• TASK DIRECTIONS
Within the listing below, the lines to output run from the one containing "sky in this photo." through the one containing "tree in this photo."; copy them exactly and nothing else.

───── TASK MATERIAL ─────

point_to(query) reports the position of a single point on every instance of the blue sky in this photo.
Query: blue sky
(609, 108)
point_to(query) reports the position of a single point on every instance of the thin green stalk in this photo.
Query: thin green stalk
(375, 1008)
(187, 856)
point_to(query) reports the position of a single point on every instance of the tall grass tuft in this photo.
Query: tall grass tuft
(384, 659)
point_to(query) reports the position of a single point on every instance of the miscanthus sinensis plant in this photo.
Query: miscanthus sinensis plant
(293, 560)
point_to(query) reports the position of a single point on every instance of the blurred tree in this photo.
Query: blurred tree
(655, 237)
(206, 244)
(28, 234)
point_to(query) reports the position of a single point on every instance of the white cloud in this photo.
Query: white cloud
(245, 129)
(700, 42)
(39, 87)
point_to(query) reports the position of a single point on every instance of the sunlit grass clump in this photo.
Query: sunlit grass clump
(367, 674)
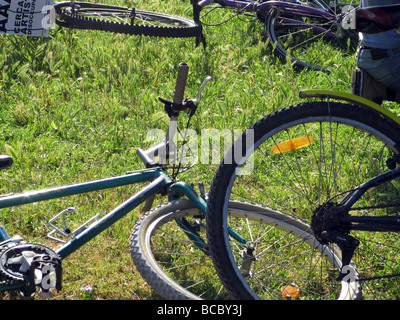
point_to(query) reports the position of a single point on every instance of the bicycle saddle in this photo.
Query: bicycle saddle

─────
───── TASK MATERIAL ─────

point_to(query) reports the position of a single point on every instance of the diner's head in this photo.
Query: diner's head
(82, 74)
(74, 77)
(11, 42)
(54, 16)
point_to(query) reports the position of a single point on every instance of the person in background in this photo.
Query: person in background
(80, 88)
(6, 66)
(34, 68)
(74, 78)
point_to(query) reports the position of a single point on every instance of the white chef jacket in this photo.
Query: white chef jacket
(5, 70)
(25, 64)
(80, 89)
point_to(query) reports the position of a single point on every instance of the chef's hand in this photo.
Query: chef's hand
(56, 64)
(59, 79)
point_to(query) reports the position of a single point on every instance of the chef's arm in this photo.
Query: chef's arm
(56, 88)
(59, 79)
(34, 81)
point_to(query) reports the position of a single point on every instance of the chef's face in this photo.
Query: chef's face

─────

• SOLUTION BELOW
point_to(query) reports the position of a single point on every instance of the blue sky in this photo.
Query: blue sky
(609, 108)
point_to(query) reports the position of a single point on every instance of the thin green stalk in this photo.
Query: thin green stalk
(375, 1008)
(187, 856)
point_to(query) reports the position of a single point on every instance of the tall grass tuft in this photo.
Query: tall grass tuft
(384, 659)
point_to(query) reports the position of a single point on every instance of the miscanthus sinensis plant in this photo.
Query: miscanthus sinensis plant
(293, 560)
point_to(query) reports the position of a single point on every instance of the blurred tree in this photo.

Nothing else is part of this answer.